Selected excerpt:
This proposed model predicted 28585 promoter regions, however there are 1907 known promoter regions. This indicates that this model produces plenty of false positives. Further analysis of the data showed that of the 1907 promoters known, the model accurately predicted 1748 promoters, with 159 promoters missing. Of the 880 promoters that were experimentally determined, the model failed to account for 44 of these promoters. Of the 1027 computationally inferred promoters, the model failed to account for 115 promoters.
Hexamer Region Sliding Frame
The same process was done with the hexamer sliding frames.

Data shown:

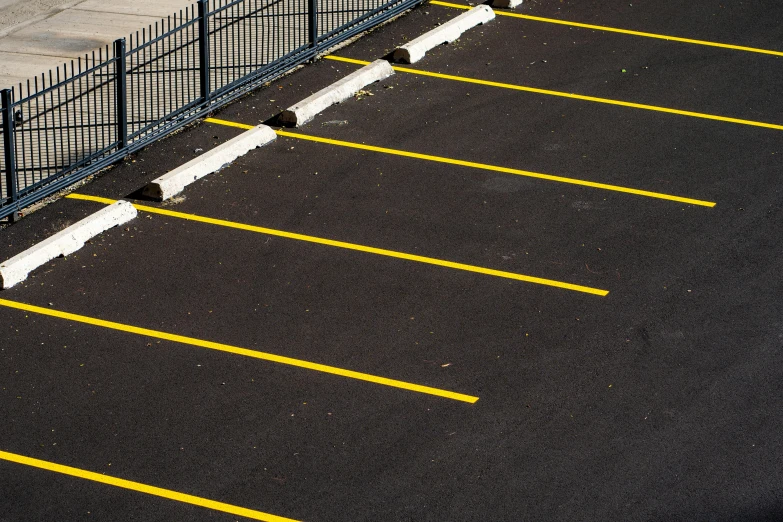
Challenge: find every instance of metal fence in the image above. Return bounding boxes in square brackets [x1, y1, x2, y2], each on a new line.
[0, 0, 424, 219]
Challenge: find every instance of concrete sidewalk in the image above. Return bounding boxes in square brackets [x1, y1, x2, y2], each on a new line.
[0, 0, 193, 88]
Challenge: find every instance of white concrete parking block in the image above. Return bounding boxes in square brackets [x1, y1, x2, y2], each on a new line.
[142, 125, 277, 201]
[492, 0, 522, 9]
[0, 201, 136, 289]
[278, 60, 394, 127]
[392, 5, 495, 63]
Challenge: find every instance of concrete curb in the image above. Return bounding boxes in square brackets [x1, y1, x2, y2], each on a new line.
[0, 201, 136, 289]
[278, 60, 394, 127]
[142, 125, 277, 201]
[492, 0, 522, 9]
[392, 5, 495, 63]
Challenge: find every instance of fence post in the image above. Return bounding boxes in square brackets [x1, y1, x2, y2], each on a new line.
[307, 0, 318, 53]
[198, 0, 212, 106]
[114, 38, 128, 150]
[0, 89, 20, 222]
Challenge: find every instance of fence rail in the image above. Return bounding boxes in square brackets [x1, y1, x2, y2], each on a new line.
[0, 0, 424, 219]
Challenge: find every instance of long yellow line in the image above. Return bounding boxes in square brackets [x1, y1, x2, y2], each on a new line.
[430, 0, 783, 56]
[0, 296, 479, 404]
[67, 194, 609, 296]
[205, 118, 715, 207]
[0, 451, 296, 522]
[324, 55, 783, 130]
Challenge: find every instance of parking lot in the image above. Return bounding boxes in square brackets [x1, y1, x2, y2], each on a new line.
[0, 0, 783, 521]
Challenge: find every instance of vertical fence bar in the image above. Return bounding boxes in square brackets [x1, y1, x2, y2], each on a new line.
[0, 89, 19, 222]
[114, 38, 128, 150]
[307, 0, 318, 49]
[198, 0, 212, 105]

Exercise brief:
List every number that appears in the promoter prediction excerpt, and say what each one counts.

Task answer:
- 28585: promoter regions predicted by the model
- 1907: known promoter regions
- 1748: known promoters the model accurately predicted
- 159: known promoters missing from the predictions
- 880: experimentally determined promoters
- 44: experimentally determined promoters the model failed to account for
- 1027: computationally inferred promoters
- 115: computationally inferred promoters the model failed to account for